• _Source document_
Melissa Garland is out guest blog writer this week. A friend of mine from way back in the day of high school. She shares from the depths of her heart her love of Christ and the brokenness she has faced. I asked Melissa to share her story. I know it wasn’t easy to write for her. Through her posts on Facebook I’ve watched her go through the hardest period of her life with love, grace, and honor. Her testimony will bring you to tears. The realness and honesty she is sharing, I pray, will do what this site is designed to do: inspire you, comfort you and let you ladies know you are not alone. God is with you just as He has been with Melissa. Through His grace, God is making our lives more radiant every day and we do have to go through the trials in order to shine like diamonds. Melissa my friend is a diamond and a light shining for God.


“I love the hell out of you, but I’m not in love with you anymore.” 18 months and I can still hear those words and remember the moment my entire world came crashing down.

• _Data_
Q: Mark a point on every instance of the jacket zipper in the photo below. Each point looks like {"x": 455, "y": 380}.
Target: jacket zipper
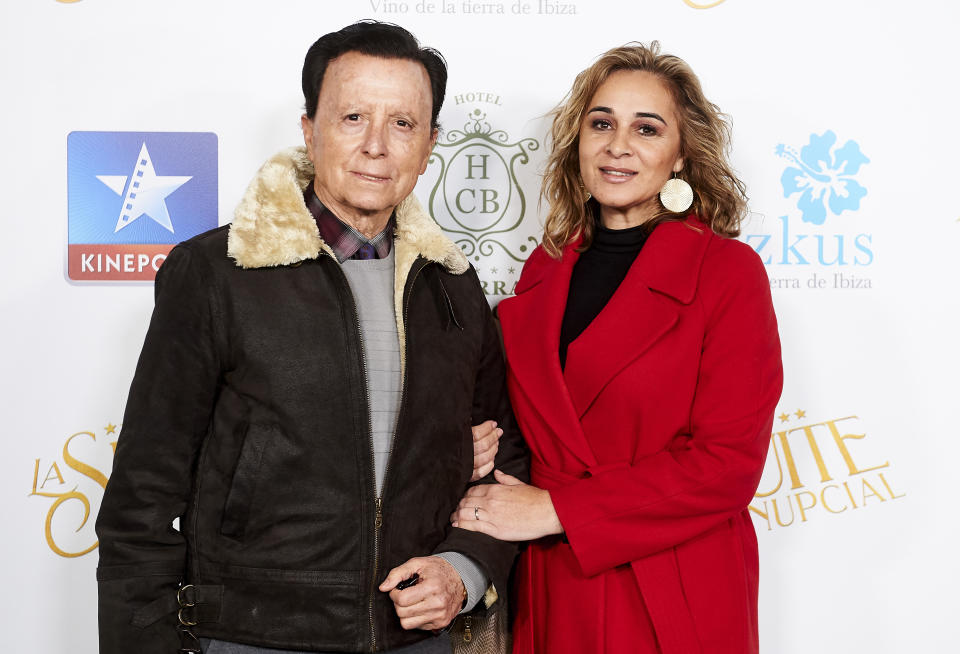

• _Task instructions_
A. In the guest blog introduction, how does the writer know Melissa Garland?
B. Edit the guest blog introduction, starting with "Melissa Garland is" and going on through "shining for God.", so that "Facebook" becomes "Instagram".
The data comes from a separate source, not from the guest blog introduction.

• _The solutions_
A. She is a friend of the writer from high school.

B.
Melissa Garland is out guest blog writer this week. A friend of mine from way back in the day of high school. She shares from the depths of her heart her love of Christ and the brokenness she has faced. I asked Melissa to share her story. I know it wasn’t easy to write for her. Through her posts on Instagram I’ve watched her go through the hardest period of her life with love, grace, and honor. Her testimony will bring you to tears. The realness and honesty she is sharing, I pray, will do what this site is designed to do: inspire you, comfort you and let you ladies know you are not alone. God is with you just as He has been with Melissa. Through His grace, God is making our lives more radiant every day and we do have to go through the trials in order to shine like diamonds. Melissa my friend is a diamond and a light shining for God.